Aim
Copy each of the rows below word for word.

Bounding-box rows
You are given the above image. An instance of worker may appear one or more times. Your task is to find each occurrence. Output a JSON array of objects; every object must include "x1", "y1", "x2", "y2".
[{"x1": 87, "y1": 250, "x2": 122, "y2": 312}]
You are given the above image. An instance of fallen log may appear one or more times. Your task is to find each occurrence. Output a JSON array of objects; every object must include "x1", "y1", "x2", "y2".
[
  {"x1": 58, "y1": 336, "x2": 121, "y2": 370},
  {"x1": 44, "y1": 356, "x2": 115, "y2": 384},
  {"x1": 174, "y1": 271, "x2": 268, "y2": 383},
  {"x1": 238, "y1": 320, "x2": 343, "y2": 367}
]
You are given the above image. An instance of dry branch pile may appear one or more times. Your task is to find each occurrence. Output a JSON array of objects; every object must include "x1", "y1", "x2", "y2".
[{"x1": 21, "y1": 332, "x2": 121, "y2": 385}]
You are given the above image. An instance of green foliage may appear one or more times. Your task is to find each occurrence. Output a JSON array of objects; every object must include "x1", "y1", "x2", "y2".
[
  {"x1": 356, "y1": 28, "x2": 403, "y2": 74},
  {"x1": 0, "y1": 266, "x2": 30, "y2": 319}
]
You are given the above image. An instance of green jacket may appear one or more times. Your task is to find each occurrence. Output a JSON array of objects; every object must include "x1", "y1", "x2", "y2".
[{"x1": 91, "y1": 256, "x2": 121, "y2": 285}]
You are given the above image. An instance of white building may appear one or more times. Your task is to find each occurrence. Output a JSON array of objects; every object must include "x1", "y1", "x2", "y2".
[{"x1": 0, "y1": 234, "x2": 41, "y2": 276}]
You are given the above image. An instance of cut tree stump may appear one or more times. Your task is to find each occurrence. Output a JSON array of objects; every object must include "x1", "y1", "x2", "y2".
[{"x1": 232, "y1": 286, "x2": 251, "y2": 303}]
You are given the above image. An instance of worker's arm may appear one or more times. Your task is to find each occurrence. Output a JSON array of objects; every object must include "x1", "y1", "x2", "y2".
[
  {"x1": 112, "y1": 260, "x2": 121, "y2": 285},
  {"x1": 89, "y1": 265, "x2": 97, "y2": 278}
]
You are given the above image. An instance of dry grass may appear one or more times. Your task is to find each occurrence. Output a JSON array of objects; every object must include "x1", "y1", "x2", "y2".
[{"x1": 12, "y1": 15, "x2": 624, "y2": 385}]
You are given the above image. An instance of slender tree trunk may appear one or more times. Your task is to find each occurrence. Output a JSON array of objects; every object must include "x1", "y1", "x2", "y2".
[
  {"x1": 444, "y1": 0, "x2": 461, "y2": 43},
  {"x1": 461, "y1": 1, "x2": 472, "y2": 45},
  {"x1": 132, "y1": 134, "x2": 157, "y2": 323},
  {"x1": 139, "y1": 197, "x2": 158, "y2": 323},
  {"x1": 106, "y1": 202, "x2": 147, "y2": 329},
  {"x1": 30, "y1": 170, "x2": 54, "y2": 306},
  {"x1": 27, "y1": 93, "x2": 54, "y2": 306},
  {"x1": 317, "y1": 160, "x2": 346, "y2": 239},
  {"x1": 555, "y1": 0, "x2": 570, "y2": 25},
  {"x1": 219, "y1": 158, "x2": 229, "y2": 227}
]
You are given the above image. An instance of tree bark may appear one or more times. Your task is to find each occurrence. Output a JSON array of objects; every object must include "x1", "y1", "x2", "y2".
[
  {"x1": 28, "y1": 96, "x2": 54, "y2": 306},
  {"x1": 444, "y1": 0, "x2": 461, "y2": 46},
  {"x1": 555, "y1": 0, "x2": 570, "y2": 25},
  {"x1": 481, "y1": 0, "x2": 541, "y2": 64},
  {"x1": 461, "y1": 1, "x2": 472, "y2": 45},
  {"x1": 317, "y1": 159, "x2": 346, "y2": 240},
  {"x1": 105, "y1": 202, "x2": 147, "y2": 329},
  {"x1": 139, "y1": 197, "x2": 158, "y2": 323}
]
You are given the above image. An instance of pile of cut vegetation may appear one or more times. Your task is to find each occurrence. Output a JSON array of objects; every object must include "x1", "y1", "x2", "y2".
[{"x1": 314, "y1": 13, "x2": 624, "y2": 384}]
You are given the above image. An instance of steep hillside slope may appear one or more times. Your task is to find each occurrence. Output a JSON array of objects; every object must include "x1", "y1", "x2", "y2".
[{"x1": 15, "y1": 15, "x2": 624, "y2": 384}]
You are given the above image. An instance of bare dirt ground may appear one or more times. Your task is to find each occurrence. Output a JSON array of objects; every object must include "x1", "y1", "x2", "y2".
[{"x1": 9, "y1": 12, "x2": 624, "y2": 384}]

Reply
You are given the above image. An instance of worker may appear one or more times. Your task is to find each occurrence. Output a JSON array of objects; every object must include "x1", "y1", "x2", "y2".
[{"x1": 87, "y1": 250, "x2": 122, "y2": 312}]
You are given the above image. An instance of fallen log may appear one or more times. Your task is to find each occurrence. Output a JSON array of objects; every object must include "x1", "y1", "x2", "y2".
[
  {"x1": 58, "y1": 336, "x2": 121, "y2": 370},
  {"x1": 44, "y1": 356, "x2": 115, "y2": 384},
  {"x1": 174, "y1": 271, "x2": 268, "y2": 383},
  {"x1": 238, "y1": 320, "x2": 343, "y2": 367}
]
You are given the above image. An instance of dry branch pile may appear one or more times. Your task is to find each occurrence. Output a JSON array of objects; every object must include "x1", "y1", "x2", "y2".
[{"x1": 21, "y1": 332, "x2": 121, "y2": 385}]
You are given the above image. An instance of green foliage may appear one or more times. Your task is to find each occurrence. Output a JSON array of objects; every object must include "x1", "y1", "x2", "y2".
[
  {"x1": 356, "y1": 28, "x2": 403, "y2": 74},
  {"x1": 0, "y1": 266, "x2": 30, "y2": 319}
]
You are given the above image. An instance of green jacket may appear one or more times. Your task is to find each occurrence. Output a JSON array of objects; every object must include "x1", "y1", "x2", "y2".
[{"x1": 91, "y1": 256, "x2": 121, "y2": 285}]
You are given the above image. An instance of white building may appear one or more times. Your task is to find each occurrence. Output a JSON array of objects; every object must include "x1", "y1", "x2", "y2".
[{"x1": 0, "y1": 234, "x2": 41, "y2": 276}]
You are given the above image. An instance of cut tree stump may appear one or more times. Your task is to find each occurrence. Output a JSON array of objects; every object must include "x1", "y1", "x2", "y2".
[{"x1": 232, "y1": 286, "x2": 251, "y2": 303}]
You are given the above image. An instance of worker's arm may appear one or more times. Your task is to find each occurrence. Output a JSON array of objects; every object must include "x1", "y1", "x2", "y2".
[
  {"x1": 112, "y1": 260, "x2": 121, "y2": 285},
  {"x1": 89, "y1": 265, "x2": 97, "y2": 278}
]
You are given the above image. An instance of dry grass may appear one or more times. Your task is to find each occurrence. Output a JSON array of objects; every object must include "x1", "y1", "x2", "y2".
[{"x1": 12, "y1": 15, "x2": 624, "y2": 385}]
You are given the above image. An instance of slender tree trunk may appear one or more times. Your task is to find each occurrence. Output a JSON array of objects; every object must include "x1", "y1", "x2", "y2".
[
  {"x1": 444, "y1": 0, "x2": 461, "y2": 43},
  {"x1": 461, "y1": 1, "x2": 472, "y2": 45},
  {"x1": 132, "y1": 134, "x2": 157, "y2": 323},
  {"x1": 139, "y1": 197, "x2": 158, "y2": 323},
  {"x1": 106, "y1": 202, "x2": 147, "y2": 329},
  {"x1": 30, "y1": 170, "x2": 54, "y2": 306},
  {"x1": 27, "y1": 93, "x2": 54, "y2": 306},
  {"x1": 317, "y1": 160, "x2": 346, "y2": 239},
  {"x1": 555, "y1": 0, "x2": 570, "y2": 25},
  {"x1": 219, "y1": 158, "x2": 229, "y2": 227}
]
You are given the above image. An instance of tree bark may appear one or more times. Your task is to find each occurrence. Output a JSON array of objects; every object must include "x1", "y1", "x2", "y2".
[
  {"x1": 28, "y1": 96, "x2": 54, "y2": 306},
  {"x1": 444, "y1": 0, "x2": 461, "y2": 46},
  {"x1": 555, "y1": 0, "x2": 570, "y2": 25},
  {"x1": 481, "y1": 0, "x2": 541, "y2": 64},
  {"x1": 461, "y1": 1, "x2": 472, "y2": 45},
  {"x1": 317, "y1": 159, "x2": 346, "y2": 240},
  {"x1": 105, "y1": 202, "x2": 147, "y2": 329},
  {"x1": 139, "y1": 197, "x2": 158, "y2": 323}
]
You are given the above image. An instance of pile of cut vegetation may appear one or more times. Your task is to find each occurrence. Output a JSON array of objects; every object must include "x1", "y1", "x2", "y2".
[{"x1": 314, "y1": 13, "x2": 624, "y2": 384}]
You are given the above image. An instance of steep hillside slope may appear one or more times. Your task is to find each occurrence. Output a JSON array of objects; every object must include "x1", "y1", "x2", "y2".
[{"x1": 15, "y1": 15, "x2": 624, "y2": 384}]
You are given the above image. An instance of bare dirt ground may appear one or more times. Your task is to find each occurrence. Output a JSON array of objects; every object must include "x1", "y1", "x2", "y2".
[{"x1": 9, "y1": 12, "x2": 624, "y2": 384}]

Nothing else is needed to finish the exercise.